> [YOUR INSTRUCTIONS]
Images in the data are to be skipped, while every line is restated exactly as written.

> [AVAILABLE RECORDS]
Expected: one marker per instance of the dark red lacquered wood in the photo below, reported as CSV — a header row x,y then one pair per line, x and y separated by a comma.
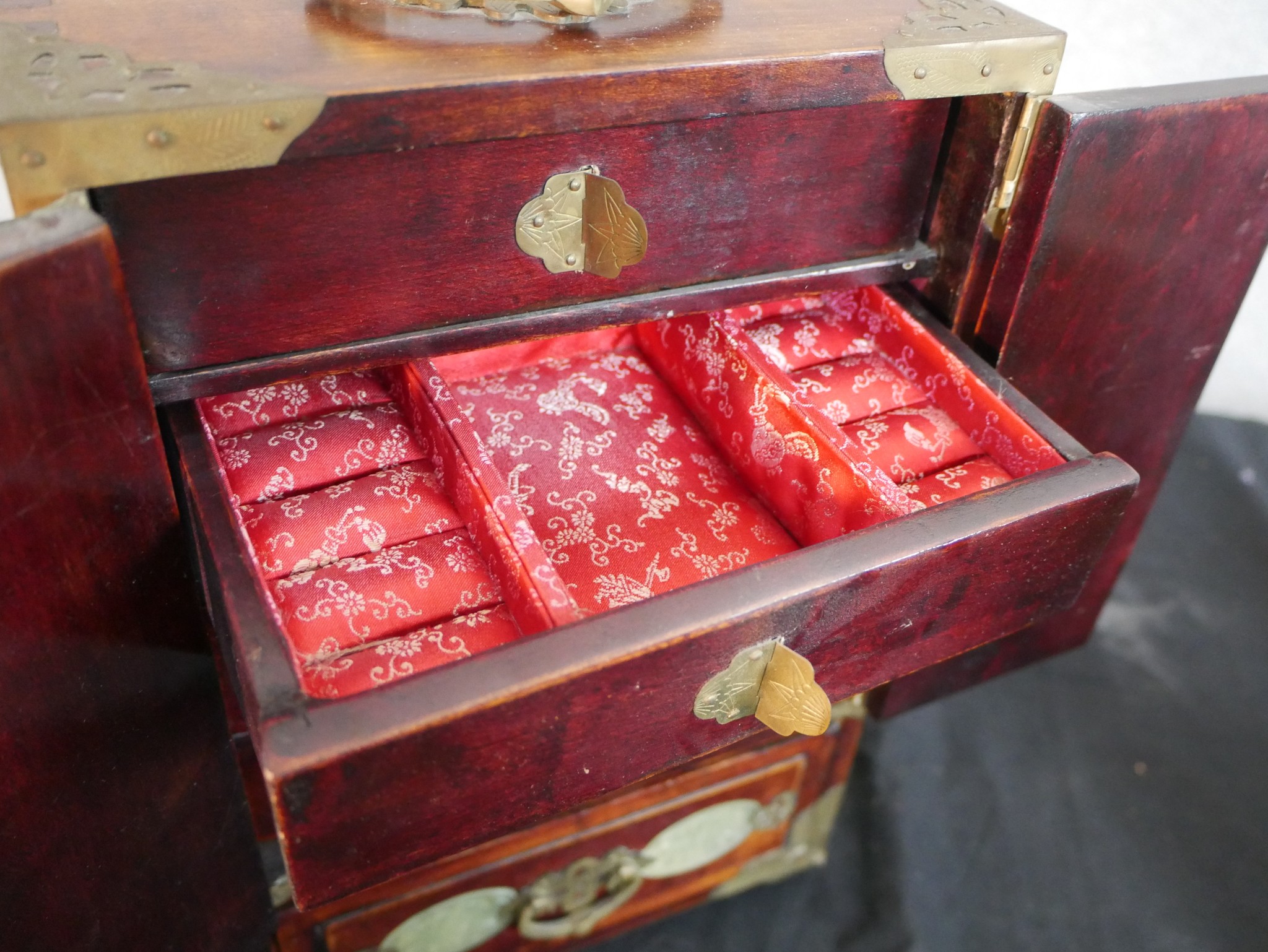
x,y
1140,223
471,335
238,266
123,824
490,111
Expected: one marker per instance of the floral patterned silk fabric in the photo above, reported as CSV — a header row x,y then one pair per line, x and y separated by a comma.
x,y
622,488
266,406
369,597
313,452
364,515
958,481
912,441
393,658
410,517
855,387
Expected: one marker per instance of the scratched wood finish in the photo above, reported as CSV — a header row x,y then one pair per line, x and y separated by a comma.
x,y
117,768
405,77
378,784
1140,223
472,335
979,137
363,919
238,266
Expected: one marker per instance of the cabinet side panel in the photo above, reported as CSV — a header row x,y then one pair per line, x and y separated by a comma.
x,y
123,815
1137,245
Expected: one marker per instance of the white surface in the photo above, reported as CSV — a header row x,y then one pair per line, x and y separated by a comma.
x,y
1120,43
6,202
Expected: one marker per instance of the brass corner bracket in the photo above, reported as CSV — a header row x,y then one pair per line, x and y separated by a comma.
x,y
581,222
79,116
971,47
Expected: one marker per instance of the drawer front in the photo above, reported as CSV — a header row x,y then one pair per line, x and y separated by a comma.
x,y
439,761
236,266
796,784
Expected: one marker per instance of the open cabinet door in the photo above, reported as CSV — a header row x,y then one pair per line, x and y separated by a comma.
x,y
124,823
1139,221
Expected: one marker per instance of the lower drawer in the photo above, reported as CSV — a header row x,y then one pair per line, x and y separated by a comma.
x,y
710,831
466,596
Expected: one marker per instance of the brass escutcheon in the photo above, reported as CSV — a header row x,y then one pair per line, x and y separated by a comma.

> [OUTPUT FOR THIS EXERCISE]
Expected: one marker per instance of the dark red lacquered wood in the photo below, reported as CSV — a header row x,y then one pair per line, x and y separated by a comma.
x,y
1140,223
471,335
238,266
123,824
490,111
Expected: one marker per instance of the floral patterned silk fabric in the photo above, reported as CSV — a header row x,y then one pair per line, x and y separated by a comma.
x,y
622,488
266,406
369,597
313,452
364,515
958,481
912,441
393,658
410,517
855,387
Expected: one marker per instance of the scratched wood finish in the photo above, reported as CSV — a header row x,y then one pair per line, x and y separated by a comma.
x,y
117,768
405,77
378,784
1140,223
472,335
979,137
363,919
238,266
Expected: one marker per instance of the cabinet side panel in the photo above, reported as CSV — a header row x,y then one pair per line, x and y separated by a comma.
x,y
123,815
1137,245
Expected: one marker per instance of the white surface in the photo above, reported as CSV — a header row x,y then one pair per line, x and y separated by a comma.
x,y
1120,43
6,202
Expected: one marker per instance of the brass corner bracket in the photo above, reported as CSV — a header row x,y then one pair per line, x and y separated by a comma.
x,y
581,222
79,116
971,47
Expected: one marker per instance of the drawer front in the photo above, reported as CSV — a header row x,y then one pair per line, x and y separated by a comma.
x,y
439,761
236,266
796,784
Expected: one marker per instance of the open cabinet door in the photo above, reported as CSV — a header row x,y then one pair per line, x and y separated by a comma.
x,y
124,823
1139,221
Expected: one marker per instance of the lower drawer in the photo above, reported as CSV — a header row x,y then one pair per line, x and y separated by a comma.
x,y
710,831
466,596
Expected: one marker per instance of the brass escutcheon in the photo above, reported as CSV — a header row x,y then one pair per line, x and y separated by a comma.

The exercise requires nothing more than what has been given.